── RECORDS PROVIDED ──
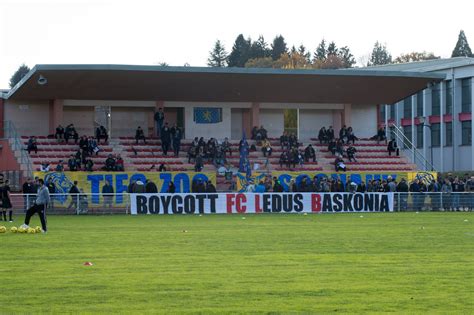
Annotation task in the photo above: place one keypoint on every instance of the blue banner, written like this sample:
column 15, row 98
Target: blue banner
column 207, row 115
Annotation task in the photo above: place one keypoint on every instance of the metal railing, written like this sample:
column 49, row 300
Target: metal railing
column 17, row 145
column 406, row 143
column 80, row 204
column 76, row 203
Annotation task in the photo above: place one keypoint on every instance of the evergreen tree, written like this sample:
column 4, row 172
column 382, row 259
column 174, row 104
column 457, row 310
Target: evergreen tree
column 346, row 57
column 321, row 52
column 259, row 49
column 415, row 56
column 303, row 52
column 293, row 50
column 218, row 56
column 240, row 52
column 462, row 48
column 278, row 47
column 380, row 55
column 18, row 75
column 332, row 49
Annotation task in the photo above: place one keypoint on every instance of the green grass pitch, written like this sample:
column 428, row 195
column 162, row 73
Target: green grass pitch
column 345, row 263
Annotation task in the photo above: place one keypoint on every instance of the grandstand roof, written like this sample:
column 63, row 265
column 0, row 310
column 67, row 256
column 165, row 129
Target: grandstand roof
column 127, row 82
column 425, row 65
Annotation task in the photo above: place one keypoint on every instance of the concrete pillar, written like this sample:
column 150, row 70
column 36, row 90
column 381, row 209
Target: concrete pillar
column 336, row 122
column 346, row 115
column 472, row 124
column 2, row 117
column 414, row 133
column 151, row 118
column 56, row 114
column 379, row 119
column 426, row 130
column 442, row 91
column 255, row 115
column 246, row 123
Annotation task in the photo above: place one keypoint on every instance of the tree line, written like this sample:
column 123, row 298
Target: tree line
column 260, row 54
column 277, row 54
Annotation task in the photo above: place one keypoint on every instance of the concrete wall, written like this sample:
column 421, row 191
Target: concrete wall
column 273, row 121
column 8, row 161
column 364, row 120
column 30, row 118
column 236, row 123
column 218, row 130
column 82, row 117
column 125, row 120
column 311, row 120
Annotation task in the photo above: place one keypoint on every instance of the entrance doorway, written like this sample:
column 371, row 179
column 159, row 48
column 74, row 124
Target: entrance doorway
column 290, row 119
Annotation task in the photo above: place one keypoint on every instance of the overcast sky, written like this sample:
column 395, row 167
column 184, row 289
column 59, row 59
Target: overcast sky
column 179, row 32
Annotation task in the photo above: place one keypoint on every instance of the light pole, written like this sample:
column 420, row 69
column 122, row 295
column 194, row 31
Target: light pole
column 422, row 121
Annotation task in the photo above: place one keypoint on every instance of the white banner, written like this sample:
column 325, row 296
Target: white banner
column 228, row 203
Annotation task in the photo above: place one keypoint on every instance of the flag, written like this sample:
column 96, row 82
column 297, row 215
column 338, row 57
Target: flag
column 207, row 115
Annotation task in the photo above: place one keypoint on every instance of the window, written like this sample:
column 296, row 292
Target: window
column 407, row 107
column 435, row 101
column 449, row 135
column 466, row 133
column 392, row 133
column 435, row 135
column 419, row 104
column 466, row 95
column 392, row 111
column 449, row 97
column 407, row 133
column 290, row 120
column 419, row 136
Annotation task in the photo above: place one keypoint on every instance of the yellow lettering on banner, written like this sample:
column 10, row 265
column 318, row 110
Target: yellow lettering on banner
column 357, row 177
column 92, row 183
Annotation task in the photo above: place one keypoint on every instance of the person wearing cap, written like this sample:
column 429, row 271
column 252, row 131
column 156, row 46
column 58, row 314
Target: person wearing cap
column 277, row 187
column 74, row 192
column 40, row 205
column 210, row 188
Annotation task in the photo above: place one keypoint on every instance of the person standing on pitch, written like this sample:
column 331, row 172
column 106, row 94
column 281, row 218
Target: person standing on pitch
column 159, row 118
column 40, row 205
column 6, row 203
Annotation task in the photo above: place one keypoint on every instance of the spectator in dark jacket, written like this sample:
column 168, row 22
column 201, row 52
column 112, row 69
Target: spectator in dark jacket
column 74, row 193
column 139, row 135
column 150, row 187
column 107, row 192
column 210, row 188
column 171, row 188
column 165, row 138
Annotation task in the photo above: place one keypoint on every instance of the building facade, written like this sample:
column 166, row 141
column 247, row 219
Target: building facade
column 438, row 119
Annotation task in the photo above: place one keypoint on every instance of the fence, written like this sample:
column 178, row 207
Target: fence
column 17, row 145
column 120, row 203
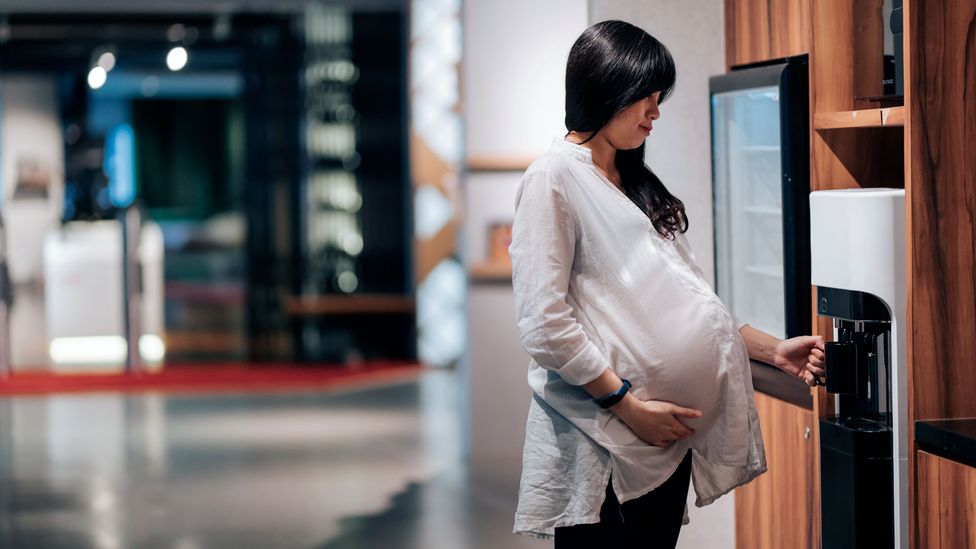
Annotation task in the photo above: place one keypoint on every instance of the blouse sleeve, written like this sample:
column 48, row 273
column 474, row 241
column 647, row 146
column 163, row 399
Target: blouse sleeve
column 542, row 251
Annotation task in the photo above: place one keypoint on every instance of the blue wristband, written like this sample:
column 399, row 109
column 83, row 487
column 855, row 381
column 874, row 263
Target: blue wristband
column 614, row 397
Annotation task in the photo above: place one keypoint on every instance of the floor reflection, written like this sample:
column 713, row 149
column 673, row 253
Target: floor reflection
column 375, row 468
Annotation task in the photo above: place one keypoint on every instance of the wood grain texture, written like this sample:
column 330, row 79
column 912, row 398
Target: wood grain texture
column 777, row 510
column 847, row 156
column 942, row 198
column 760, row 30
column 870, row 118
column 940, row 52
column 946, row 503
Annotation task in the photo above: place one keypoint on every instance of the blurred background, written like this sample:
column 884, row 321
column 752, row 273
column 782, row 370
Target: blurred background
column 254, row 283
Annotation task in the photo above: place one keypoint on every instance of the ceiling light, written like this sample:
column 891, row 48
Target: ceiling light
column 176, row 58
column 97, row 77
column 107, row 61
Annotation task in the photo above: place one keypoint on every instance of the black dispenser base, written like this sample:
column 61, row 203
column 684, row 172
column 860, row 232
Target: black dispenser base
column 856, row 494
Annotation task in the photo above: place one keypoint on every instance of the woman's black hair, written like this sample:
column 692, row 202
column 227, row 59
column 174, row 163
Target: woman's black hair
column 612, row 65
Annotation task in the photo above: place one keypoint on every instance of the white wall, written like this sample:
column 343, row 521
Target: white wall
column 679, row 151
column 513, row 99
column 513, row 75
column 29, row 129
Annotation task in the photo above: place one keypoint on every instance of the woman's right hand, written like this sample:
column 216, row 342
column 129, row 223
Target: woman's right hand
column 654, row 421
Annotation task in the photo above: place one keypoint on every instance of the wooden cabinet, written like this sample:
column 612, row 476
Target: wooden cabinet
column 759, row 30
column 946, row 501
column 781, row 508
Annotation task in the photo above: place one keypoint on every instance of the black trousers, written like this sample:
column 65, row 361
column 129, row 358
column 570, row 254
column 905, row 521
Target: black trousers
column 651, row 521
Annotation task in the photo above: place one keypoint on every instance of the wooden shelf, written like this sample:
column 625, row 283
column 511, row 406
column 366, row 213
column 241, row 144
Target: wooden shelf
column 499, row 163
column 361, row 304
column 490, row 272
column 869, row 118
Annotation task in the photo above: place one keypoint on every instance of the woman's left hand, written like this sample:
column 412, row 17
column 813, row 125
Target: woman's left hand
column 801, row 356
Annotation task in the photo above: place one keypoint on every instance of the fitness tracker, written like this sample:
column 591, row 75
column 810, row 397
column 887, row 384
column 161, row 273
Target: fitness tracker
column 614, row 397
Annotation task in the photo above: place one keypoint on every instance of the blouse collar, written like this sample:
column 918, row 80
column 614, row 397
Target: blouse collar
column 579, row 152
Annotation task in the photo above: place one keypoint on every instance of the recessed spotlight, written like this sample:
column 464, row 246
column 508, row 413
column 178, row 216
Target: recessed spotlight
column 97, row 77
column 107, row 61
column 176, row 58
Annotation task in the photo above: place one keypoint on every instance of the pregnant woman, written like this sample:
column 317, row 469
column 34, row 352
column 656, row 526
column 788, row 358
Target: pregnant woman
column 640, row 375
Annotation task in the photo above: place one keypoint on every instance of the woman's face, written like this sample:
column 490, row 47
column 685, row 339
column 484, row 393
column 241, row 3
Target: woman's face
column 631, row 126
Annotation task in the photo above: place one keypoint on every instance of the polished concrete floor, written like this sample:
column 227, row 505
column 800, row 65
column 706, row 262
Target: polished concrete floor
column 375, row 468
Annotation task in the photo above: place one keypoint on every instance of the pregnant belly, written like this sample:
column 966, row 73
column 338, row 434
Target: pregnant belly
column 687, row 366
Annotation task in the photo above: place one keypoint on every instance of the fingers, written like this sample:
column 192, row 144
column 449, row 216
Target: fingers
column 819, row 344
column 808, row 378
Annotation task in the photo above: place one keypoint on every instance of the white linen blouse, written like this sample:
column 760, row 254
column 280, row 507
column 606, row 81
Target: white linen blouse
column 596, row 287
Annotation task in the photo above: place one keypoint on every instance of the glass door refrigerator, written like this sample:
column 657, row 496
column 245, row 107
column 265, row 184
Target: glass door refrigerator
column 760, row 184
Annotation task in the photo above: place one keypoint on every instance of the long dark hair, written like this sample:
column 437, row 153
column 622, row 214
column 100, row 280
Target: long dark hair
column 612, row 65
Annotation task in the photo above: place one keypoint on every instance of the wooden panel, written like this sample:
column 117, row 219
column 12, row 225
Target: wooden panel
column 759, row 30
column 844, row 158
column 940, row 69
column 871, row 118
column 942, row 199
column 778, row 509
column 946, row 503
column 499, row 163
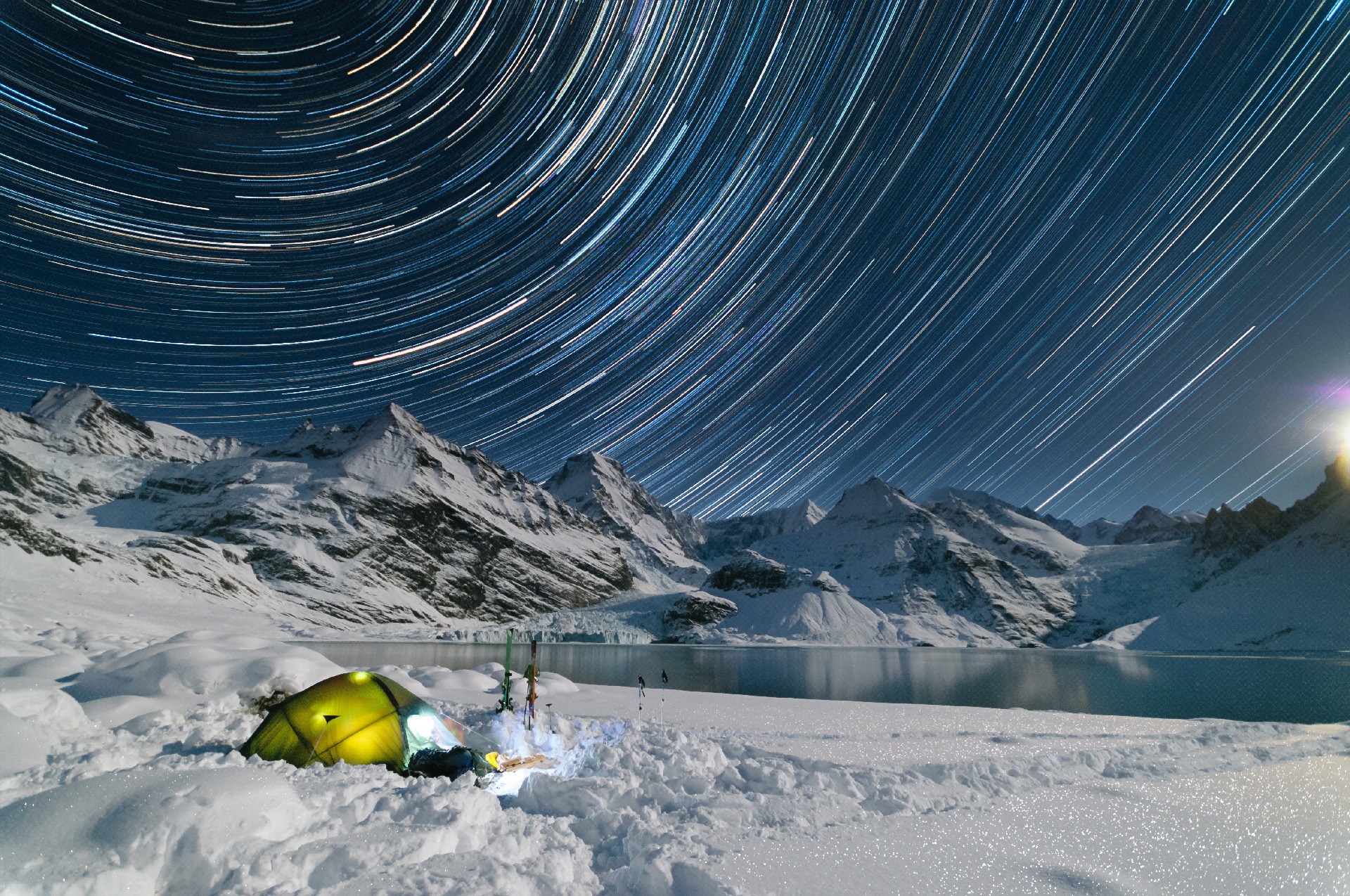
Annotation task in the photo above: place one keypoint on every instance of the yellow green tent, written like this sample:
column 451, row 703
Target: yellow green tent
column 364, row 718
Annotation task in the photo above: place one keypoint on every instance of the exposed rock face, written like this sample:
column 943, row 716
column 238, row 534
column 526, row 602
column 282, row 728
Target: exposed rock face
column 598, row 488
column 728, row 536
column 79, row 420
column 1228, row 536
column 694, row 610
column 751, row 574
column 380, row 523
column 1150, row 525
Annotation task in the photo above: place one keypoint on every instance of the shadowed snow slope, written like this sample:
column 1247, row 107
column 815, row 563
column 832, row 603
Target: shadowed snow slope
column 598, row 488
column 921, row 575
column 350, row 525
column 388, row 525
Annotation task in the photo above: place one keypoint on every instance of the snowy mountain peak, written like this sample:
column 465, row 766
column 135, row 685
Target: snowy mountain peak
column 1150, row 525
column 601, row 489
column 393, row 419
column 728, row 536
column 875, row 500
column 73, row 406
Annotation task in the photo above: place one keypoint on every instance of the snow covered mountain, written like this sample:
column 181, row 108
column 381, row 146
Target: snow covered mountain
column 729, row 536
column 598, row 488
column 385, row 524
column 920, row 575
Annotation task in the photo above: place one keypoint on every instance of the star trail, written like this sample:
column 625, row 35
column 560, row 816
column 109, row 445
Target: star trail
column 1083, row 255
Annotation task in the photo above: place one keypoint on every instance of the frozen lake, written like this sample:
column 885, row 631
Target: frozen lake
column 1307, row 687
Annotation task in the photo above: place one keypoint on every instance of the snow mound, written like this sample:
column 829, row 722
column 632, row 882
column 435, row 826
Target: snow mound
column 192, row 667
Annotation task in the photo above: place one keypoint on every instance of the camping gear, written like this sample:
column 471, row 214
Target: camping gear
column 531, row 675
column 364, row 718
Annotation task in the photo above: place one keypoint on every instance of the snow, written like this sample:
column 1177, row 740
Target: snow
column 388, row 531
column 705, row 794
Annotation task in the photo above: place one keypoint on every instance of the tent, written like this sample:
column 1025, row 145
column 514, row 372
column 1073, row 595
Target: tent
column 364, row 718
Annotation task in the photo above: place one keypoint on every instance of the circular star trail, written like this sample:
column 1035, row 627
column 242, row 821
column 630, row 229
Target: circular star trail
column 1084, row 255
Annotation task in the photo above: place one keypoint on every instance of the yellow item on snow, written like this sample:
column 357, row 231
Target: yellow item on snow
column 361, row 718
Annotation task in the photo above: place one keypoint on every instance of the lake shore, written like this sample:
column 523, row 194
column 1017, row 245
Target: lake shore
column 707, row 794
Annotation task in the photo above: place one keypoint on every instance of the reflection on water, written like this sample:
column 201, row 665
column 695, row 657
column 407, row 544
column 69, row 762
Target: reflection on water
column 1266, row 689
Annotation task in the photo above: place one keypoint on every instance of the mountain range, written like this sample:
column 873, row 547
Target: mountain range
column 387, row 528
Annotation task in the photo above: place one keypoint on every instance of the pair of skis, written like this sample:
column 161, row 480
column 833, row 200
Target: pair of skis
column 506, row 705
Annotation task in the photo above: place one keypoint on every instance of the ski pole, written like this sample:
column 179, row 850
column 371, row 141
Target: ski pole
column 506, row 706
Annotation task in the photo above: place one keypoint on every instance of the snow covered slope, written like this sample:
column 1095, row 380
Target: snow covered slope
column 598, row 488
column 921, row 574
column 728, row 536
column 354, row 525
column 1291, row 592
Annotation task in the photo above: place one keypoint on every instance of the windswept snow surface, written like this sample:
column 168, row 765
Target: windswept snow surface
column 119, row 775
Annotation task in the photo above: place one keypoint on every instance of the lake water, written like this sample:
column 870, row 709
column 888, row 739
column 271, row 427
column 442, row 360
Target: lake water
column 1311, row 687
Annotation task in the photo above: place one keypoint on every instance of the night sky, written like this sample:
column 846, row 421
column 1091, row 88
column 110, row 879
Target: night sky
column 1084, row 255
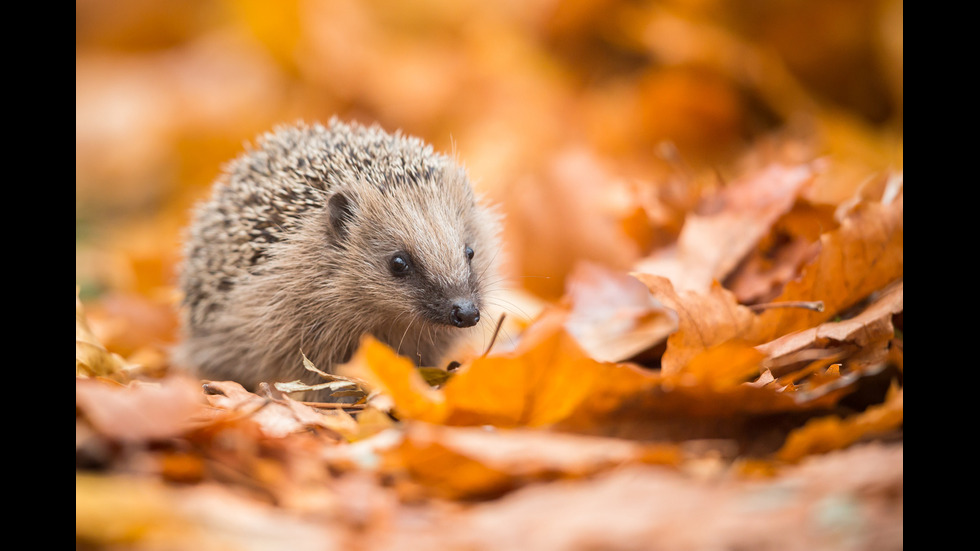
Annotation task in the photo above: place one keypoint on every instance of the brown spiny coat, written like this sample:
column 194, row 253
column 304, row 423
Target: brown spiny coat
column 295, row 251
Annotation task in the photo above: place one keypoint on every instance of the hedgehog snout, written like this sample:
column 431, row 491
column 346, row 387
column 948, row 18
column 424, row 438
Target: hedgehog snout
column 464, row 313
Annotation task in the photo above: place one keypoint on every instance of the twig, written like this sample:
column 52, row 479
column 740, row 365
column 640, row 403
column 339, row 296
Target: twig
column 816, row 306
column 496, row 332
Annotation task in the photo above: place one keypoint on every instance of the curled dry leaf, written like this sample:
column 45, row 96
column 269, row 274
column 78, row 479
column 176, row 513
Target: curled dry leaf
column 873, row 325
column 547, row 378
column 340, row 387
column 461, row 463
column 726, row 227
column 832, row 433
column 277, row 418
column 140, row 411
column 614, row 316
column 862, row 256
column 91, row 358
column 705, row 320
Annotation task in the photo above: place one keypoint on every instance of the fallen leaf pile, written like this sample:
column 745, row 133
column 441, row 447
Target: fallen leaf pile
column 699, row 341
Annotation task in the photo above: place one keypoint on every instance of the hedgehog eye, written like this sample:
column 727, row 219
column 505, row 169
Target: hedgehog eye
column 399, row 264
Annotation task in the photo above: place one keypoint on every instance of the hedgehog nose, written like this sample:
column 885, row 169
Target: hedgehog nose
column 464, row 314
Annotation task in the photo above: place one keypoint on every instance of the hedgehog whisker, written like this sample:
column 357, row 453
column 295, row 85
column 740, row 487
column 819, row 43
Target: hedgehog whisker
column 399, row 348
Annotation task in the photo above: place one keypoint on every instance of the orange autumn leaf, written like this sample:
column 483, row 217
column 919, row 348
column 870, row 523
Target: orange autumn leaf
column 832, row 433
column 382, row 368
column 726, row 227
column 466, row 463
column 873, row 325
column 862, row 256
column 614, row 316
column 546, row 379
column 704, row 320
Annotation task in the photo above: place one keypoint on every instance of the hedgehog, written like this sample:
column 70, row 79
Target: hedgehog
column 320, row 235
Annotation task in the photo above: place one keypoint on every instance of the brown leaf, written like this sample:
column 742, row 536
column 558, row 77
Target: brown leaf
column 872, row 325
column 613, row 315
column 832, row 433
column 860, row 257
column 704, row 320
column 91, row 358
column 727, row 226
column 277, row 418
column 140, row 411
column 460, row 463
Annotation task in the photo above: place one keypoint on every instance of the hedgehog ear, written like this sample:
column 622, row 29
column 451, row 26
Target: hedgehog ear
column 341, row 212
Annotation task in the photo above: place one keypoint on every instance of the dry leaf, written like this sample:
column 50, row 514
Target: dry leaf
column 862, row 256
column 726, row 227
column 704, row 320
column 613, row 316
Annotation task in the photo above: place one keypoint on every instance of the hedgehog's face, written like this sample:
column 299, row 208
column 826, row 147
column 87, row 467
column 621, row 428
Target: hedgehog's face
column 422, row 252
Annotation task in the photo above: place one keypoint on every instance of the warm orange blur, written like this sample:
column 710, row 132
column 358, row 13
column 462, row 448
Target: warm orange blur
column 592, row 123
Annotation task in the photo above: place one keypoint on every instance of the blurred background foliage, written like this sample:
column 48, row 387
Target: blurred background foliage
column 589, row 122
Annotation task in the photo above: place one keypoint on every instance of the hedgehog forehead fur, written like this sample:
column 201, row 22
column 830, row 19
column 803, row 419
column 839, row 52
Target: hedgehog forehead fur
column 296, row 245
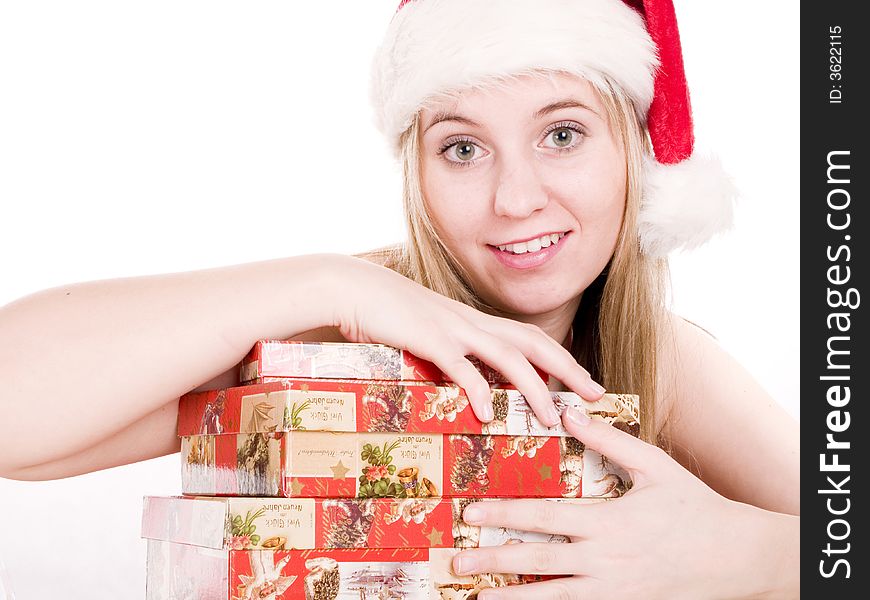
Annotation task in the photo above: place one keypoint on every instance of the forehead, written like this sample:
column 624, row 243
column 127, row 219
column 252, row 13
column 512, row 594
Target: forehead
column 524, row 93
───
Reproduce the listing above from the line that contains "hedgehog ear, written" through its final line, exactly and with nothing added. Omit the images.

Annotation task in the photo above: place one keypoint on every instance of the hedgehog ear, written like this sample:
column 622, row 29
column 451, row 26
Target: hedgehog ear
column 341, row 212
Annotation task in the photo above: place one keypoint on every instance of the dry leaf, written like this sample:
column 50, row 514
Target: dry leaf
column 862, row 256
column 726, row 227
column 704, row 320
column 613, row 316
Annotation task in the photo above: place one keypoint on every instance of the hedgehog's face, written like this sample:
column 299, row 208
column 826, row 147
column 87, row 467
column 621, row 428
Target: hedgehog's face
column 422, row 252
Annotation task in the photo above: place one keypoint on every instance of the warm orange blur, written like this sample:
column 710, row 132
column 358, row 13
column 462, row 448
Target: warm orange blur
column 592, row 123
Annotation task in the photo above: place one keypoint on every instance of the blurred background foliage, written like this sample:
column 48, row 387
Target: blurred background foliage
column 589, row 122
Annotation task in the photo above: place one keypoint on every instance of the hedgehog forehead fur, written like this sample:
column 201, row 22
column 830, row 19
column 803, row 419
column 839, row 52
Target: hedgehog forehead fur
column 296, row 245
Annotation task in the photo above: place one keypoint on every instance of the forehead, written like this sample:
column 624, row 243
column 127, row 219
column 252, row 13
column 512, row 594
Target: forehead
column 524, row 93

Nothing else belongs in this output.